# START OF QUOTED PASSAGE

Many of you may have already heard about the student from Oakland Tech high school who earned a 5.0 and admissions to top universities. The young person has the enviable dilemma of having to choose between a few Ivy Leagues and Stanford, among others. You may have also heard about the young person who managed to gain admissions to all eight of the Ivy League universities, something that happens close to never. Both young people attained a feat only few can imagine.
And both are Black males.
As families, students, and college counselors talk about what the two young men have managed to do, often the commentary returns to both being Black: “Well, they are African American so…?” (shrug, wink, nudge). I can’t speak to where the young man in New York went to school as well as I can to the young person from Oakland Tech, having worked in Oakland Unified for a number of years and public schools in the Bay Area for even longer, so I would like to take the opportunity here to discuss the “so…?” for this young man.
1) Oakland Tech is one of the better public Oakland high schools and if I am living in Oakland when my son is high-school aged, I would probably send him there. But when we are talking about rankings and test scores, violence and urban schools, access and college admissions, OT doesn’t quite get up there, especially compared to its private school counterpart down the street. There is a major difference between a school culture where everyone is saying “I will definitely go to college” versus one where *shrug* “I might do that one thing one day”.
2) OT doesn’t offer AP or honors courses until the 11th grade assuming a student is taking the standard course-load. That means that in order for this student to earn a 5.0, he would have had to take every AP and honors course available in the 11th grade, something that the College Board (the committee that creates the AP courses) doesn’t recommend since it is too rigorous and can’t be done to fidelity.

# END OF QUOTED PASSAGE

• WHAT TO WORK ON
A. List each geographic place named in the essay about the two students' college admissions. Do not count the names of schools, school districts, or universities.
B. Write the next few sentences of the essay about the Oakland Tech student's admissions, picking up after its final sentence.

# START OF RECORD LIST

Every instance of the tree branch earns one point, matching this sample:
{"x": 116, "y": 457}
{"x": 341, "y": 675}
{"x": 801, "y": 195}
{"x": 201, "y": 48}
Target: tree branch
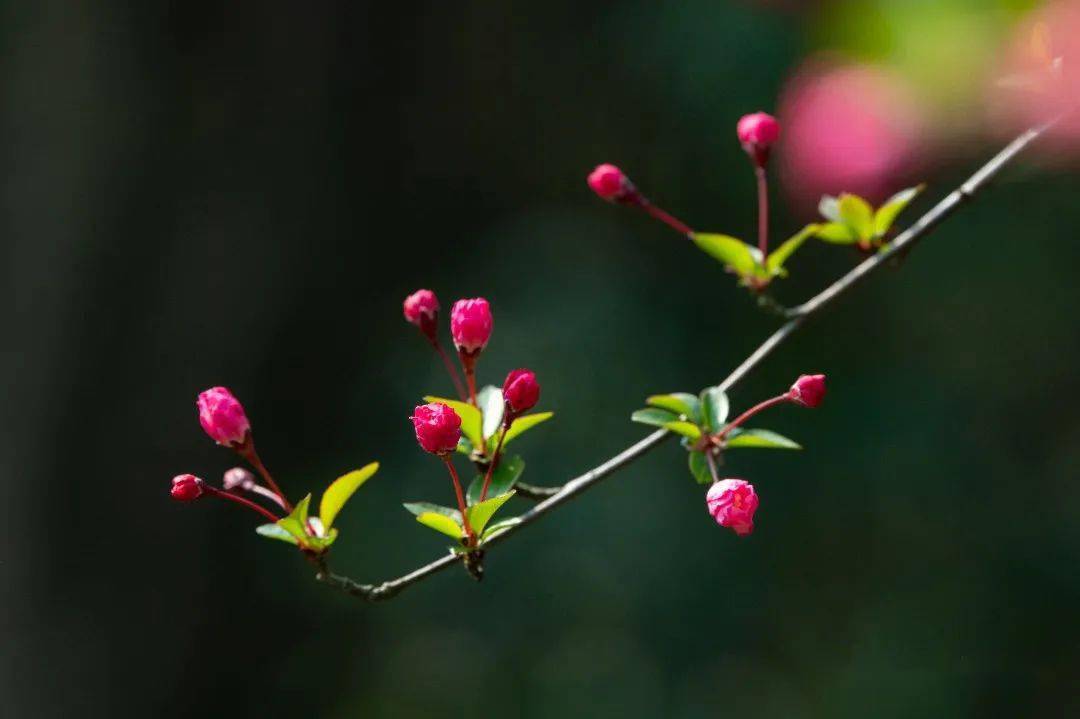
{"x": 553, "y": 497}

# END OF RECORD LIST
# START OF RECORD LIST

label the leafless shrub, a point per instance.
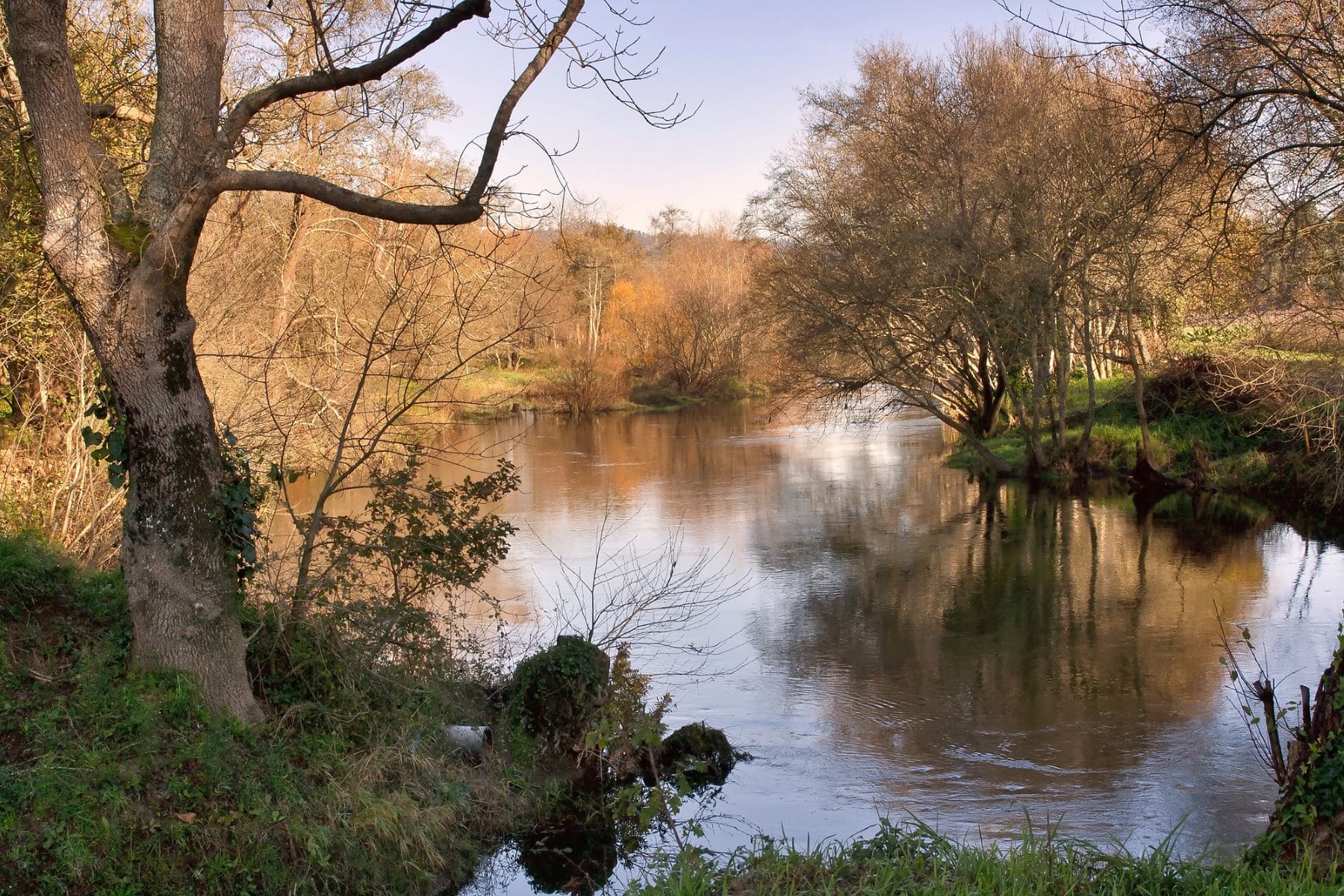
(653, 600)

# END OF RECORD LIST
# START OF RECORD LIST

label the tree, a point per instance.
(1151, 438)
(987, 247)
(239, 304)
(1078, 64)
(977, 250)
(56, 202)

# END OF RECORD LIST

• RESULTS FOR THE EXERCISE
A. Oakland, New York, the Bay Area

B.
3) His 5.0 also means that he would have needed to take the prerequisites for those AP and honors courses. Some schools allow students to take AP and honors if they want to; OT isn’t one of those schools. Students have to qualify. I am a fan of either option but either way, it isn’t easy. I am a heritage Spanish speaker who took five years of Spanish in middle and high school before the AP Spanish Literature Exam and I still found that to be impossible. I believe there were about ten students in my high school who attempted it that year and that was all they could attempt. As a teacher of AP US History, I know that how difficult that curriculum is to master. And my students who are taking multiple AP and honors classes are slightly…unpleasant…with their lack of sleep and social skills. So for that young man to manage the course-load and not get jumped or kicked out of his house or be an all-around jackass is a feat in itself.
This young man managed to get the grades, complete the prerequisites, and create his own college-going culture, despite everything around him doing and saying something different. That is nothing short of amazing. And shame on anyone who thinks otherwise.